• **Passage shown**

-------------------------

Following on from our interim dividend payment in 2012 of 1.00p per share, and as part of our ongoing policy to recognise the success of the business and the support of our shareholders, the Directors are pleased to recommend for declaration by the Company at the Annual General Meeting a final dividend of 2.00p per share to give a full dividend payment for 2012 of 3.00p per share (2011: 2.75p).

Board

The Board of Directors saw several changes in 2012. John Maltby was appointed Non-Executive Chairman on 15 October 2012, taking over from Rick Squires, who had been acting as Chairman for an interim period. John Maltby joins the Company with a wealth of experience from the financial services sector, having held senior executive roles with Lloyds Banking Group, Natwest Group PLC, Barclays and Abbey National.  Rick Squires retains his position on the Board as a Non-Executive Director.

The Board was further strengthened with the appointment of Francesca Ecsery as Non-Executive Director on 15 November 2012.  Francesca's extensive experience in creating and delivering innovative marketing initiatives across a broad range of consumer-facing companies will be invaluable in helping the Company to grow its customer base.

-------------------------

• **Dataset entries**
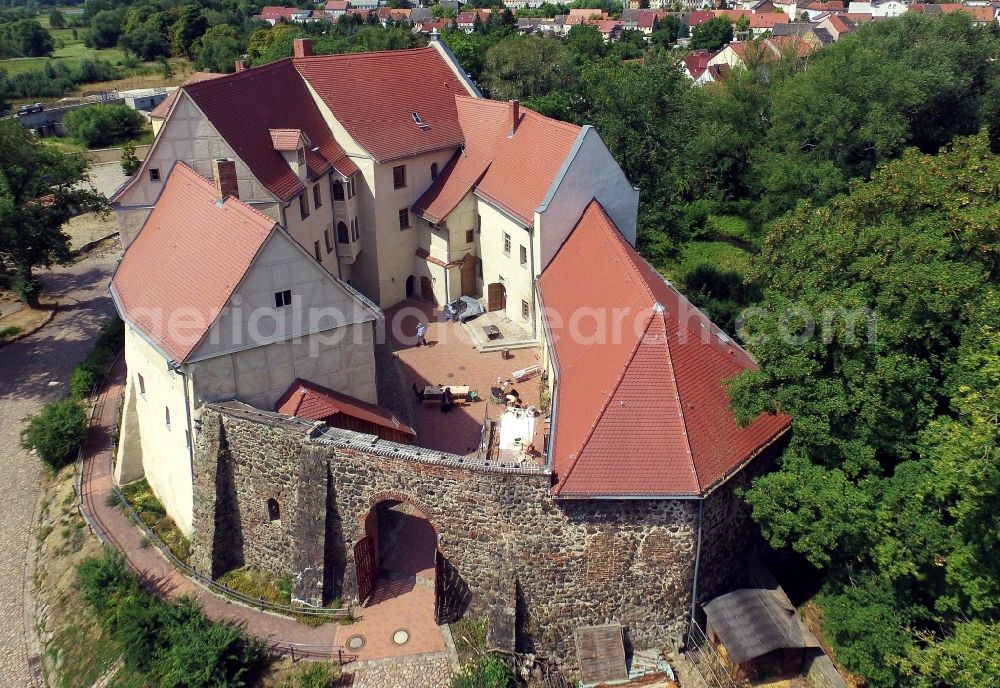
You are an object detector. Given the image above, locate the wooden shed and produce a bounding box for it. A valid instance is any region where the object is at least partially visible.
[705,588,817,679]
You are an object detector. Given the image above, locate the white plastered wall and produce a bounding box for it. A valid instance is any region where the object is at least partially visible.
[125,324,193,535]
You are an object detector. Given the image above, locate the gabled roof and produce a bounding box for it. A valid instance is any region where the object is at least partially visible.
[149,72,225,119]
[270,129,302,151]
[275,378,417,437]
[539,201,789,497]
[413,98,580,226]
[292,48,468,162]
[111,162,276,362]
[183,60,358,201]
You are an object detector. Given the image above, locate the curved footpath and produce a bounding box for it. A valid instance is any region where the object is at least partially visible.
[81,359,338,657]
[80,359,458,688]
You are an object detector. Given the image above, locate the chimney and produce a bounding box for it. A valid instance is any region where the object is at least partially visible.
[292,38,312,57]
[212,158,240,200]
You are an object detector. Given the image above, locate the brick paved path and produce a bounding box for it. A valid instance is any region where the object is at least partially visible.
[83,344,450,676]
[0,256,114,688]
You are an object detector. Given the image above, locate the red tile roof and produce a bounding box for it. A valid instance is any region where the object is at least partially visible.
[292,48,467,162]
[184,60,358,201]
[270,129,302,151]
[276,378,417,436]
[149,72,225,119]
[540,201,789,497]
[413,98,580,226]
[111,162,276,362]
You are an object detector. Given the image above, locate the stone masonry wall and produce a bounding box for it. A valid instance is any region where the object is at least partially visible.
[194,408,768,657]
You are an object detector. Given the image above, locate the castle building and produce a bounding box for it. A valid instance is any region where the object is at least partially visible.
[111,40,789,656]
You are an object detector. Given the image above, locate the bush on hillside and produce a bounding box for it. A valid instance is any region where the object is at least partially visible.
[21,399,87,470]
[77,550,262,688]
[63,105,146,148]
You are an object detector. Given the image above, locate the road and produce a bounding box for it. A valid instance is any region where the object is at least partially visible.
[0,251,114,688]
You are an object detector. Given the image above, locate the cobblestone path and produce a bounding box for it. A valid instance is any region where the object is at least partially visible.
[0,255,114,688]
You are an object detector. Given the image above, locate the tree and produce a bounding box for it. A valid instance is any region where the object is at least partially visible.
[121,141,142,177]
[482,36,575,100]
[730,132,1000,687]
[0,120,106,304]
[84,9,125,49]
[63,105,146,148]
[21,399,87,470]
[170,4,208,55]
[689,17,733,50]
[194,24,243,73]
[566,24,604,61]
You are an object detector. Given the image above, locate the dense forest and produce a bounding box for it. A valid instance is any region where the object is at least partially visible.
[0,0,1000,688]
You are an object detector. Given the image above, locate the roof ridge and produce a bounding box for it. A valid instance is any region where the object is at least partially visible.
[656,303,703,494]
[556,313,655,492]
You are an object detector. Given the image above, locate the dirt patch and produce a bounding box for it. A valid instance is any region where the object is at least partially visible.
[33,466,133,688]
[63,213,118,251]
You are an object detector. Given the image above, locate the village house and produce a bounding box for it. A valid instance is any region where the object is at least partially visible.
[111,39,789,659]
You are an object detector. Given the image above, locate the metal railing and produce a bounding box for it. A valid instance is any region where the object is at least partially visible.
[74,352,357,664]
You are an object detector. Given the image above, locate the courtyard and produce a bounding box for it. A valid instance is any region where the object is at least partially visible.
[385,300,547,463]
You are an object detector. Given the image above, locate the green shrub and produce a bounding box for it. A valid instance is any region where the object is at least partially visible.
[69,364,97,399]
[21,399,87,470]
[63,105,146,148]
[77,551,262,688]
[451,654,513,688]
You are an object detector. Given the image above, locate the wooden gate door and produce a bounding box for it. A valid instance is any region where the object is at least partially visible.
[460,254,476,296]
[434,549,445,625]
[486,282,507,311]
[420,277,436,303]
[354,537,378,605]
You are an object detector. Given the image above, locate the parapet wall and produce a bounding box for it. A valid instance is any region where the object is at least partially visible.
[192,406,772,657]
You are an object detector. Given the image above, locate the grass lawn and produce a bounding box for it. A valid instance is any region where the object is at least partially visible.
[661,241,750,285]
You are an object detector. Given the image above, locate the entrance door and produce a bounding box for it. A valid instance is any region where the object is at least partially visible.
[420,277,437,303]
[460,255,476,296]
[354,537,378,604]
[486,282,507,311]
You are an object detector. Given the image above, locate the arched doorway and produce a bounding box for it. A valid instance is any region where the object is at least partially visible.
[486,282,507,311]
[354,494,439,614]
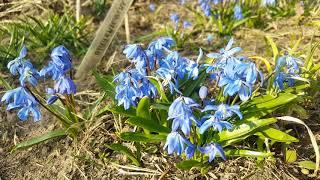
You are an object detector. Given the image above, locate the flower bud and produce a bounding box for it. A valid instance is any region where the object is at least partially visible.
[199,86,208,100]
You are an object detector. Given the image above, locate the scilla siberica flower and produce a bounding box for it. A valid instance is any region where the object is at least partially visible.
[40,45,77,104]
[198,0,212,16]
[199,143,227,162]
[233,5,243,20]
[199,104,242,134]
[1,87,41,121]
[168,97,199,136]
[1,46,41,121]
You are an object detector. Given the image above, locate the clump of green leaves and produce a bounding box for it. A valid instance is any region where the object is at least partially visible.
[0,13,89,68]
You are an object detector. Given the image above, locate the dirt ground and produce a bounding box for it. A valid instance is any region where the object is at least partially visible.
[0,1,320,180]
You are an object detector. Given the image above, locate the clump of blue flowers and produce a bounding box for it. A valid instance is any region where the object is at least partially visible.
[114,37,270,162]
[1,46,76,121]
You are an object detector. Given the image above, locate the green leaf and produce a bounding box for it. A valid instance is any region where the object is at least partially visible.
[265,36,279,62]
[105,143,141,166]
[12,129,66,151]
[224,149,273,158]
[286,150,297,163]
[136,96,151,119]
[127,117,170,134]
[255,127,299,142]
[92,71,115,98]
[242,93,297,120]
[298,161,316,170]
[214,118,277,143]
[120,132,167,142]
[176,159,206,170]
[97,106,136,117]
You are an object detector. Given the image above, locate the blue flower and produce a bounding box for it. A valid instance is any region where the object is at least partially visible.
[170,13,180,24]
[54,76,77,94]
[46,88,58,105]
[199,143,227,162]
[1,87,41,121]
[163,132,185,155]
[199,86,208,100]
[19,67,40,86]
[233,5,243,20]
[185,139,197,159]
[261,0,276,6]
[186,48,203,80]
[183,20,192,29]
[199,104,242,134]
[206,34,214,44]
[168,97,199,136]
[113,71,143,110]
[50,45,72,72]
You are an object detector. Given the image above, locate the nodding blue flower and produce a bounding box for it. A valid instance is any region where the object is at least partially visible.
[19,67,40,86]
[163,132,186,155]
[276,55,303,74]
[7,46,33,75]
[207,38,241,63]
[185,139,197,159]
[170,13,180,24]
[50,45,72,72]
[168,97,199,136]
[123,44,146,63]
[206,34,214,44]
[199,104,242,134]
[1,87,41,121]
[183,20,192,29]
[261,0,276,6]
[149,3,156,12]
[198,0,212,16]
[199,86,208,100]
[46,88,58,105]
[113,70,143,110]
[198,143,227,162]
[186,48,203,80]
[233,5,243,20]
[54,76,77,94]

-------------------------

• **Description of the task**
According to the dividend and board update, on what date was Francesca Ecsery appointed Non-Executive Director? The material has no connection to the dividend and board update.

• **Task answer**
15 November 2012